## Stated task
Output the lines from the one containing "the man, farthest" through the one containing "[(292, 285)]", both included, as a JSON list of strings with one string per line and blank lines left out.

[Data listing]
'''

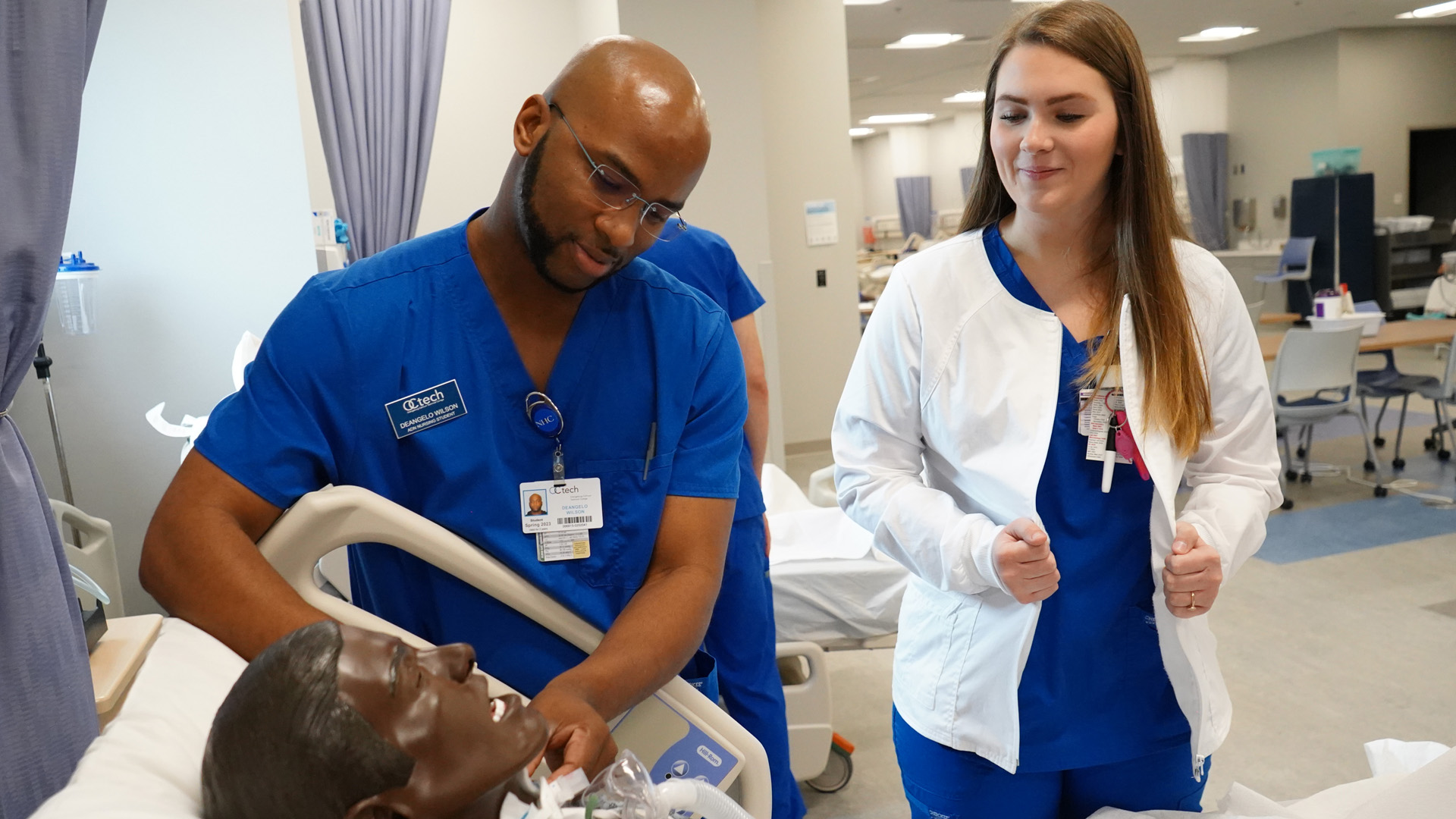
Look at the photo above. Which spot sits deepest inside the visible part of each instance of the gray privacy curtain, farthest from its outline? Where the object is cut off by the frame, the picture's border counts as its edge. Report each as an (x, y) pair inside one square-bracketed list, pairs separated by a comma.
[(915, 206), (47, 707), (375, 67), (1206, 171)]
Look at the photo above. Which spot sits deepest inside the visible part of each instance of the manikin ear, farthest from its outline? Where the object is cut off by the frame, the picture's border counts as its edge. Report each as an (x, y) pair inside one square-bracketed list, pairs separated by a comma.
[(376, 808)]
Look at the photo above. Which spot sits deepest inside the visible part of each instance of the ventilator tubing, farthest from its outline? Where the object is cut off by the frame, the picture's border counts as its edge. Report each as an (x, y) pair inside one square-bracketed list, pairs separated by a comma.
[(698, 798)]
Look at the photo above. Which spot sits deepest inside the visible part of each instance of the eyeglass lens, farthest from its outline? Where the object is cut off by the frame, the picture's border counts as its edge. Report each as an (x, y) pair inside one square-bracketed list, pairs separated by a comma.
[(618, 191)]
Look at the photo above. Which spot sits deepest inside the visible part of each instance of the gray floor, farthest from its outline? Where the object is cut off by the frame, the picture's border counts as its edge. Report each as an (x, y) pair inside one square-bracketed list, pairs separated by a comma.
[(1320, 654)]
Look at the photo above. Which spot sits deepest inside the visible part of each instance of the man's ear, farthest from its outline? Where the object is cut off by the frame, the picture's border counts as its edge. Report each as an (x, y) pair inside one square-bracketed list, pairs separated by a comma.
[(530, 124), (376, 808)]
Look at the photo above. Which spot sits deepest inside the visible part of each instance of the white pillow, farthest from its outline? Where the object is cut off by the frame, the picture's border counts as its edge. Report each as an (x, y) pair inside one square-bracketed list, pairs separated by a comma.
[(147, 763)]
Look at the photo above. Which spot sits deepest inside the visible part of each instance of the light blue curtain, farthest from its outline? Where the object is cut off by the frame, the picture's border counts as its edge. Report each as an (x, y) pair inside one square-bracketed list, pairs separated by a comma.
[(376, 67), (47, 706), (1206, 172), (915, 206)]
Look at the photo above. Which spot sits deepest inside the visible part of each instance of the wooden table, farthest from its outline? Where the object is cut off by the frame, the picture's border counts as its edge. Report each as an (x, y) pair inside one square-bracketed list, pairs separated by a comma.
[(1392, 334)]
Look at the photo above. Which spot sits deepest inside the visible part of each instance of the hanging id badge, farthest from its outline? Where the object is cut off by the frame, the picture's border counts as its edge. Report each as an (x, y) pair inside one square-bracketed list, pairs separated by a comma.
[(1103, 419), (558, 512)]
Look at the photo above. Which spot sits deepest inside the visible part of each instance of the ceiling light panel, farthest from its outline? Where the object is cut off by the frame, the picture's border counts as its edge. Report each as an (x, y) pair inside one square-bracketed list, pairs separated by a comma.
[(1218, 34), (896, 118), (1438, 11), (927, 39)]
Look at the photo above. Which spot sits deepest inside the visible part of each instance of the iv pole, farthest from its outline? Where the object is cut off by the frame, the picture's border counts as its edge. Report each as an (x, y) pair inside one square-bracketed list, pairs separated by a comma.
[(42, 371)]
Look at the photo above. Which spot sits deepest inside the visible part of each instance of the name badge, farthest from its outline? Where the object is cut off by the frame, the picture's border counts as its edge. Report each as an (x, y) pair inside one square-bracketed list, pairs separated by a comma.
[(561, 506), (425, 409), (1095, 419), (552, 547)]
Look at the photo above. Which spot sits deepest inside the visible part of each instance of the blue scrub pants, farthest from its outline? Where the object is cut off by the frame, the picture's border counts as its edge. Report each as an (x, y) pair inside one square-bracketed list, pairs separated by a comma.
[(742, 639), (944, 783)]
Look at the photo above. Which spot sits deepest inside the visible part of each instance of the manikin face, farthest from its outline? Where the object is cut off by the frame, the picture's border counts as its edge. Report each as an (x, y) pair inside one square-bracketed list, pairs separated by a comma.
[(428, 704), (573, 238), (1055, 131)]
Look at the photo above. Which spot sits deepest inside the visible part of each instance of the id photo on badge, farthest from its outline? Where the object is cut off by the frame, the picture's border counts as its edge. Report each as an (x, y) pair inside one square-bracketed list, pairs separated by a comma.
[(533, 504)]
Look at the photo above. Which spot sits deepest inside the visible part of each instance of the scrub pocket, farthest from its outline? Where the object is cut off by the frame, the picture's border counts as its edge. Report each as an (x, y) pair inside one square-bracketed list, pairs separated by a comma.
[(631, 509)]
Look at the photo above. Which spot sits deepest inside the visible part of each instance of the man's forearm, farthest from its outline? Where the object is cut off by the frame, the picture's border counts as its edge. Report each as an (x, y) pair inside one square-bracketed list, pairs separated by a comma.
[(758, 426), (648, 645)]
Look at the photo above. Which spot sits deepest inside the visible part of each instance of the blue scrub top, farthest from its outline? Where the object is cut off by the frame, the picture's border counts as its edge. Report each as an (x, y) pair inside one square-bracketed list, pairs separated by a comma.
[(707, 261), (1094, 689), (642, 349)]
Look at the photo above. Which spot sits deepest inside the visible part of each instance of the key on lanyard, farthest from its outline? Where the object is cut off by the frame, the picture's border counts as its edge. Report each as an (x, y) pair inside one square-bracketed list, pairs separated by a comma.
[(1110, 453)]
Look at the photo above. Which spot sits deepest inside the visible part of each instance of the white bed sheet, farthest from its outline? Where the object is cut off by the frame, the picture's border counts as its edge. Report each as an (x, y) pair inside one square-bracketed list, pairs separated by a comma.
[(147, 763), (830, 586), (832, 601)]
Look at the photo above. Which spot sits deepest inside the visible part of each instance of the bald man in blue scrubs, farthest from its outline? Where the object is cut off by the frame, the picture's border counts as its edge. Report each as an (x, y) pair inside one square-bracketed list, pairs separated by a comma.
[(457, 373)]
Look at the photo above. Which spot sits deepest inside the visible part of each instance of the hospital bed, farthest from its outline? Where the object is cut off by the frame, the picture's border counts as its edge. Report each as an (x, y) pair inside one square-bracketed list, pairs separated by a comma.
[(832, 591), (147, 761)]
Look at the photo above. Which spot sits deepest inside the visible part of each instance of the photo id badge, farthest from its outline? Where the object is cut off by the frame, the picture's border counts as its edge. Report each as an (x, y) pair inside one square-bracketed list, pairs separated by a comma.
[(1095, 419), (552, 547), (561, 506)]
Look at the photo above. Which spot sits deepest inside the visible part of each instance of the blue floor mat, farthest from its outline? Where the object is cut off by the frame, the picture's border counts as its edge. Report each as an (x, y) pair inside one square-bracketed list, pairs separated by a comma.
[(1348, 526)]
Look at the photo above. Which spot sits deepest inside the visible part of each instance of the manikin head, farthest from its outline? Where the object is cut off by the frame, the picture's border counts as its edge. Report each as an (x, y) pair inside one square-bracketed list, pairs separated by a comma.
[(335, 722), (634, 108)]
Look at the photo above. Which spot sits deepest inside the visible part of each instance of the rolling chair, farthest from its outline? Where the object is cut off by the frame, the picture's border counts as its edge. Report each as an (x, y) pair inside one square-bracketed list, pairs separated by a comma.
[(1293, 265), (1321, 365), (1386, 384)]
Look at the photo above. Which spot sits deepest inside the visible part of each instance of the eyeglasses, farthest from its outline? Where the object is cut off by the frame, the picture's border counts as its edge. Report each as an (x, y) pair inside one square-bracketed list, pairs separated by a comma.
[(618, 193)]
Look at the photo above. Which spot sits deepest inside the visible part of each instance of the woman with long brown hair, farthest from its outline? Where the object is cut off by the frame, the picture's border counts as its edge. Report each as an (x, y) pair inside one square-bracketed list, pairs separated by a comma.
[(1025, 403)]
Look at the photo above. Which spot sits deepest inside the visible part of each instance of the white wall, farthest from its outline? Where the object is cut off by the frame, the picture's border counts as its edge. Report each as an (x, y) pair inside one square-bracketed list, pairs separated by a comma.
[(731, 197), (191, 194), (1392, 80), (802, 61), (877, 175), (1191, 96), (1282, 105), (937, 149)]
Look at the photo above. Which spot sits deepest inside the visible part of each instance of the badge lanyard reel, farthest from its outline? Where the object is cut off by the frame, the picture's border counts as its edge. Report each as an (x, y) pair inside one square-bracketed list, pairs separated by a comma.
[(558, 512), (548, 422), (1119, 442)]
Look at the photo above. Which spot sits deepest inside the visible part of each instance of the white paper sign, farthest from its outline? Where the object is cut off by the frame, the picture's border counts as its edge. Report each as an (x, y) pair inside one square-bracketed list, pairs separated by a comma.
[(820, 223)]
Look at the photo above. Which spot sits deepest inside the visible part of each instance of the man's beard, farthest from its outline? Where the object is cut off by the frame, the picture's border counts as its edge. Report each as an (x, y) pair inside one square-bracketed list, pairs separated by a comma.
[(539, 242)]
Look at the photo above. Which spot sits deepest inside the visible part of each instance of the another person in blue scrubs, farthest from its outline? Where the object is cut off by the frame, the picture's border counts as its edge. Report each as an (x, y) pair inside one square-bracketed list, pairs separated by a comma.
[(410, 373), (742, 634), (1024, 406)]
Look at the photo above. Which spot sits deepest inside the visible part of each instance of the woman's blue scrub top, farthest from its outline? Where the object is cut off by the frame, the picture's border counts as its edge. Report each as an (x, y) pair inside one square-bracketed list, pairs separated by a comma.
[(1094, 689), (642, 349)]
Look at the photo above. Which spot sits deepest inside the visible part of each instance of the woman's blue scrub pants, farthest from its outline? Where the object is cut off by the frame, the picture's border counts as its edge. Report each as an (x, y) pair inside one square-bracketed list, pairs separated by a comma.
[(742, 639), (944, 783)]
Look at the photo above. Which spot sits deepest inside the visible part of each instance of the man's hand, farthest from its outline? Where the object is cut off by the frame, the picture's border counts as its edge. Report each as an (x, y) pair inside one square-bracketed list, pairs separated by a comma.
[(1025, 561), (579, 735), (1191, 575)]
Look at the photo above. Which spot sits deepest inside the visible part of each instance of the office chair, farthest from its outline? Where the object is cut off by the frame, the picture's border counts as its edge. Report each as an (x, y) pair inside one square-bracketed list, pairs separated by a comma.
[(1293, 265), (1386, 384), (1321, 365)]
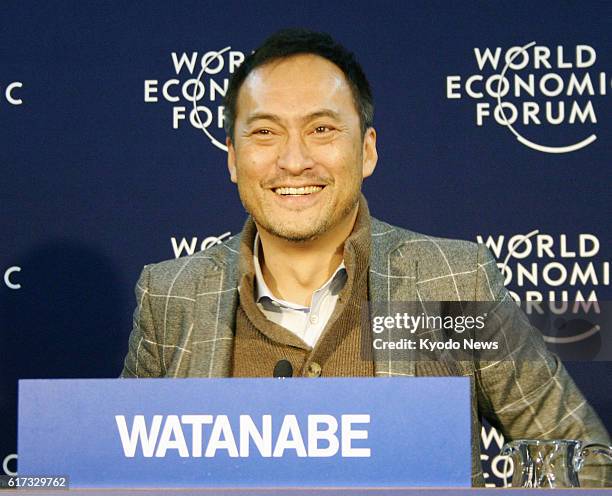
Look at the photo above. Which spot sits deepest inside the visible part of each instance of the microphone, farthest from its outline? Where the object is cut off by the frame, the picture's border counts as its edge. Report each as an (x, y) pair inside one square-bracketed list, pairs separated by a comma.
[(283, 369)]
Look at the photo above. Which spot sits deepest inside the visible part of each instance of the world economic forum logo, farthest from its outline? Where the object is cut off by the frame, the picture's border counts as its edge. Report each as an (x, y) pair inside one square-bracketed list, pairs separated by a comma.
[(196, 90), (540, 94)]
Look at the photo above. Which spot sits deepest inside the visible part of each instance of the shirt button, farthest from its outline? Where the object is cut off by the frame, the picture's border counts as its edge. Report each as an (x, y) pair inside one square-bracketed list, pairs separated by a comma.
[(314, 370)]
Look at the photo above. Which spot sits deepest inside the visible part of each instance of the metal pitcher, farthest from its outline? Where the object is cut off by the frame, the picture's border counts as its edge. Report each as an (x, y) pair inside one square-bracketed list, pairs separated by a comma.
[(554, 463)]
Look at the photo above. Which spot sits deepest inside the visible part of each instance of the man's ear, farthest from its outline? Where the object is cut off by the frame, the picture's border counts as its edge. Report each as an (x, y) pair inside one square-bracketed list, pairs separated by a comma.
[(231, 159), (369, 153)]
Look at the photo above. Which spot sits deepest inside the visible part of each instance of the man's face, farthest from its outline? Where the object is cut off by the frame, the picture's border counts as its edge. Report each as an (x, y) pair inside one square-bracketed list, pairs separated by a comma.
[(298, 155)]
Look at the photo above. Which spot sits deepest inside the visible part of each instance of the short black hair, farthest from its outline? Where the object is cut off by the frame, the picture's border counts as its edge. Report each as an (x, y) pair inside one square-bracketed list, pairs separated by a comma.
[(288, 42)]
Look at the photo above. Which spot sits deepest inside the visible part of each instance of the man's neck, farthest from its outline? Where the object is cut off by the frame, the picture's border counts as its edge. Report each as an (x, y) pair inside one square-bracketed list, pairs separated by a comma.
[(294, 270)]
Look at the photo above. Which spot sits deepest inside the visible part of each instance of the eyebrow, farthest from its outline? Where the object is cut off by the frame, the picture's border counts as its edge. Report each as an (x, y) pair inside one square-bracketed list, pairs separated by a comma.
[(309, 117)]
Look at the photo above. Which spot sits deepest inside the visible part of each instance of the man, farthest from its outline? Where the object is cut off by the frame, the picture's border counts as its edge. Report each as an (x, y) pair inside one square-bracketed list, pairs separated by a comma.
[(292, 285)]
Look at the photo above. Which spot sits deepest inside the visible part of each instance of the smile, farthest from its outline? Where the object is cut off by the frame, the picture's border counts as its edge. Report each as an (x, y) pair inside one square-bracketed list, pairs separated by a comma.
[(304, 190)]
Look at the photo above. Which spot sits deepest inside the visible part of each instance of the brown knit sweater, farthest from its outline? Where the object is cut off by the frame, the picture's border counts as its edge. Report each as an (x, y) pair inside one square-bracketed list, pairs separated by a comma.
[(344, 346)]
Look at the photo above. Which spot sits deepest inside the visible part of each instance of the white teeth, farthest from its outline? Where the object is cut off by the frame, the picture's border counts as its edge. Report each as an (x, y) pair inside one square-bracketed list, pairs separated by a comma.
[(307, 190)]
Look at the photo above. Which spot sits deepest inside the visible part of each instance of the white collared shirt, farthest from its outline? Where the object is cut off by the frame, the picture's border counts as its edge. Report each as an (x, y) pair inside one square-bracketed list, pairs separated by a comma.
[(305, 322)]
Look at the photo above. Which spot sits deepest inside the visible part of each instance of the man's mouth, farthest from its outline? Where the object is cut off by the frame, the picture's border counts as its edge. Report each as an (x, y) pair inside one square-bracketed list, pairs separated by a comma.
[(304, 190)]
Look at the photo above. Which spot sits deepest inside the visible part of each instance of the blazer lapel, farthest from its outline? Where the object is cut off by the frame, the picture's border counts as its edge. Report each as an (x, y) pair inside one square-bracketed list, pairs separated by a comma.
[(215, 315), (392, 278)]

'''

## The output
[
  "Look at the photo above. Which spot sits deepest inside the visible part of each instance of the man, farthest from its outline? Where the object is cut off by the frame, the picture's border counts as its edge. Report each as an (x, y) pair inside one square-bracketed list, pairs separated by a comma.",
  "[(292, 285)]"
]